▸ **EXERCISES TO COMPLETE**
A. From the passage on forgiveness, list each thing it says about Paul before God changed his heart.
B. Resume the passage on forgiveness from its last sentence, keeping its first-person voice.

▸ **PASSAGE SHOWN**
>>
I did not realize the amount of unforgiveness that I had for
a particular individual from my past until recently. I believe that the memory
of the hurt that this person caused me came to my attention so that I could
deal with it. I have to be free. I can’t carry old weights or old desires. The
situation arouse in such a messy way, that I believe that it was caused to make
me lose focus. It did. I cried like I did when that person was in my life. I
did not forgive them. A part of me holds both unforgiveness and love. We have
to look at the bigger picture of what God wants to do through us and where He
wants to take us. The beauty of God is that He does not want for us to operate
in hurt. He wants every area in our lives to be clean and fully devoted to him.
God used Paul in such a mighty way, but he was a person that
had hurt people. Paul witnessed a man murdered and approved of it. Paul desired
to persecute the church. He was probably very scary and intimidating to Christians
because of who He was, but God. God changed Paul’s heart and he changed his
focus. Paul became a new creature through Christ, but what about the people
that he had hurt? God decided to use Paul and those hurt people had to accept it
and forgive him.
There is a call on every life in the world to be saved. Yes,
even the people that hurt you. Forgiveness is for our peace. I can’t walk in
salvation while having a closet of hatred designed for the people that hurt me.
<<
▸ **DATA SUPPLIED**
>>
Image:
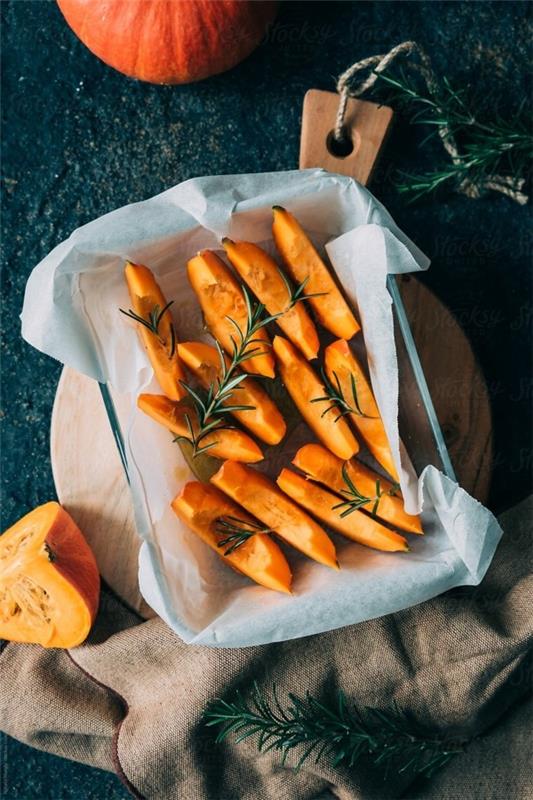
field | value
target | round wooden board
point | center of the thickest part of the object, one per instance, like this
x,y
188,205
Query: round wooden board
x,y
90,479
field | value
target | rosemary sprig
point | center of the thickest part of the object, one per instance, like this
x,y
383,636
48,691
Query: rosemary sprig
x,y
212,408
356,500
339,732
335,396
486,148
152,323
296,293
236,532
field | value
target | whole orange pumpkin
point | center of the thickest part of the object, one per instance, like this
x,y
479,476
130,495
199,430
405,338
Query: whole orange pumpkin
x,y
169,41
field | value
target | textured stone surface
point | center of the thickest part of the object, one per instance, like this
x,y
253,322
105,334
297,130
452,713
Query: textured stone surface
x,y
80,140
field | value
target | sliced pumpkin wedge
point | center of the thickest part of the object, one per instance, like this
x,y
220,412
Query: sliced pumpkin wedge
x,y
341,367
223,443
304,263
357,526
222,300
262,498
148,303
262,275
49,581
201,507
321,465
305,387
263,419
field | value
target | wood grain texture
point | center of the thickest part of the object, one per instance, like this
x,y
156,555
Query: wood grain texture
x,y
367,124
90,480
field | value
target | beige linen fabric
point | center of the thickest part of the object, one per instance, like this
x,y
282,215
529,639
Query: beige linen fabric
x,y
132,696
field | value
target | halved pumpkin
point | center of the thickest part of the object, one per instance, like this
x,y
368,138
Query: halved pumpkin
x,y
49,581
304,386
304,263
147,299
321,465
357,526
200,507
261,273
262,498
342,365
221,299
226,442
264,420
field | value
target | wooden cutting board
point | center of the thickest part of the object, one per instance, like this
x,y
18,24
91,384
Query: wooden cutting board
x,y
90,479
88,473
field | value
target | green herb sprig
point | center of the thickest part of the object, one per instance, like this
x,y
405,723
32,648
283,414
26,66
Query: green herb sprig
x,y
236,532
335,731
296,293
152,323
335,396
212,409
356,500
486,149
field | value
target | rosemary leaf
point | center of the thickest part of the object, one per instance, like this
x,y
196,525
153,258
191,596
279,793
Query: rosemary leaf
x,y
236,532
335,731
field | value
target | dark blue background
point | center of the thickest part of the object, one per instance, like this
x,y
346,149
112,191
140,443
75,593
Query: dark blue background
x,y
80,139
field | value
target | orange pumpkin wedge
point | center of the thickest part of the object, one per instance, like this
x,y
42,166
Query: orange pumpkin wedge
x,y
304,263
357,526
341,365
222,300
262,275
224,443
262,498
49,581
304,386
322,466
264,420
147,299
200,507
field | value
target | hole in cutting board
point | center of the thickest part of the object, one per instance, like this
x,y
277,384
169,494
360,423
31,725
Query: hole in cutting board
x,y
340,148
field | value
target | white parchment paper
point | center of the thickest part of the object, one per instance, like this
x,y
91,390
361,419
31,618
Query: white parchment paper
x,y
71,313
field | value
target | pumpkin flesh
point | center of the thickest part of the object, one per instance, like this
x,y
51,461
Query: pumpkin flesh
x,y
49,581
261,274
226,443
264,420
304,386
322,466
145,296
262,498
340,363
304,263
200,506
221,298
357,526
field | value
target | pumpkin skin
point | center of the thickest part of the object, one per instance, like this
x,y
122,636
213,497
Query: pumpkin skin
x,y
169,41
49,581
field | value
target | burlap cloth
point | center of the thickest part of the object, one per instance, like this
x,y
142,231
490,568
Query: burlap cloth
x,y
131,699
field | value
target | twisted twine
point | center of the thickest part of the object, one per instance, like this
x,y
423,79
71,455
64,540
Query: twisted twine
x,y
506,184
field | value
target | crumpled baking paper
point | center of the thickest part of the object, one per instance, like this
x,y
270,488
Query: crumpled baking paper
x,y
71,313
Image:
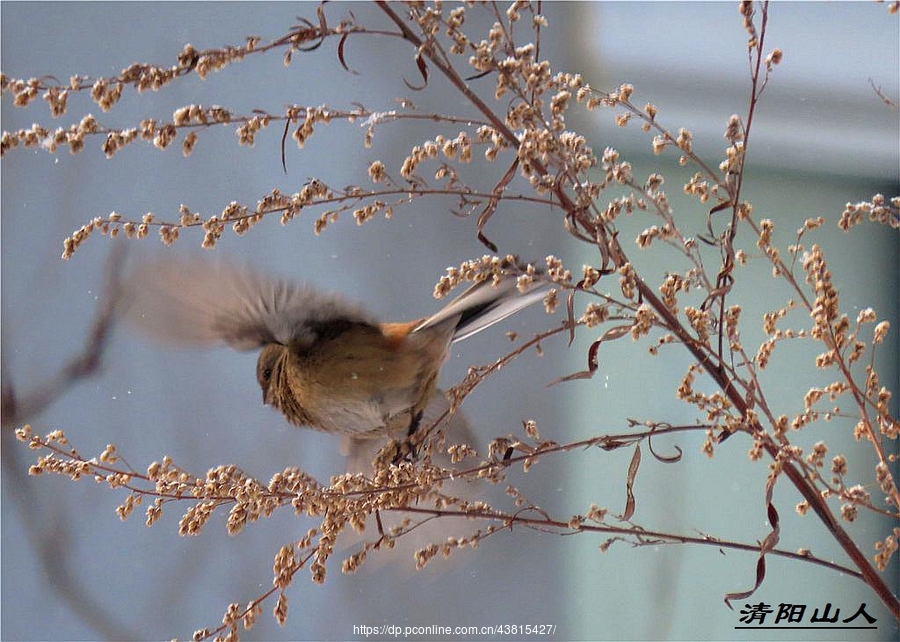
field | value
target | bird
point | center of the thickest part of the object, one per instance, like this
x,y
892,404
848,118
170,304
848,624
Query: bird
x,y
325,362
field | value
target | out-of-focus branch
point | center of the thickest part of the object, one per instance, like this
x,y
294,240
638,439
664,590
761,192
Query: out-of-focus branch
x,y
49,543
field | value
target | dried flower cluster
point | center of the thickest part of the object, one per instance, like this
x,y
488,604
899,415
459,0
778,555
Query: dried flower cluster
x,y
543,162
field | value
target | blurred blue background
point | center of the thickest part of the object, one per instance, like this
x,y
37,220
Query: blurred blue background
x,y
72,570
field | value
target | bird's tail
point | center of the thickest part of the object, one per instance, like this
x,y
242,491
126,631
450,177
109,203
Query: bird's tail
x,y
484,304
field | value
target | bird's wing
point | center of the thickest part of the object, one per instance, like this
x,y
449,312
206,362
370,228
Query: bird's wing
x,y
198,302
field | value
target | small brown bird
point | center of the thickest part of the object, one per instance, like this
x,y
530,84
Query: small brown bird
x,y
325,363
<<
▸ **ANSWERS**
A.
- He had hurt people.
- He witnessed a man murdered and approved of it.
- He desired to persecute the church.
- He was probably very scary and intimidating to Christians.

B.
The people that Paul hurt had to forgive him not only for their own peace, but
so that they would not resent God for showing him grace. God shows grace. He
showed me grace. I’m sure that He showed you grace, so why can’t He show the
people that hurt us grace also.
There are things that I have done and said to people that
they never got a verbal apology for, but I told God that I was sorry. I meant
it when I said I was sorry to Him and I pray that those people that I have hurt
forgive me also. I have to accept that I may never receive an apology for the
hurt that I have experienced, but they may one day apologize to God. We have
got to forgive people. We have to be intentional in praying for the souls of
people that have stomped on our hearts because the hurt gave us (me) an
opportunity to see God. Hurt drove me to church. In church I see God and how He
heals. God dried my tears. Do I still hurt? Yes. But I also desire to forgive.
This is a process of release for me because it is pushing me forward. I can’t
live in a hurt state. I don’t want to. God has too much planed for me.
Know that God will attack every area that is not like Him in
our lives. We don’t see the future. We don’t see what God has in store for us in
totality and what it will take for us to get there.
I pray for every person that is experiencing hurt or hatred
in any capacity toward a person or situation. If you will accept my apology on
their behalf; I am sorry. I am sorry for your tears, I am sorry for your
sleepless nights, and I personally ask God to give you peace. God loves you so
much and He wants to both heal and fill every void in your life. Let go of the
pain that was caused to you. Receive the peace, joy and love of our Father God,
In Jesus name.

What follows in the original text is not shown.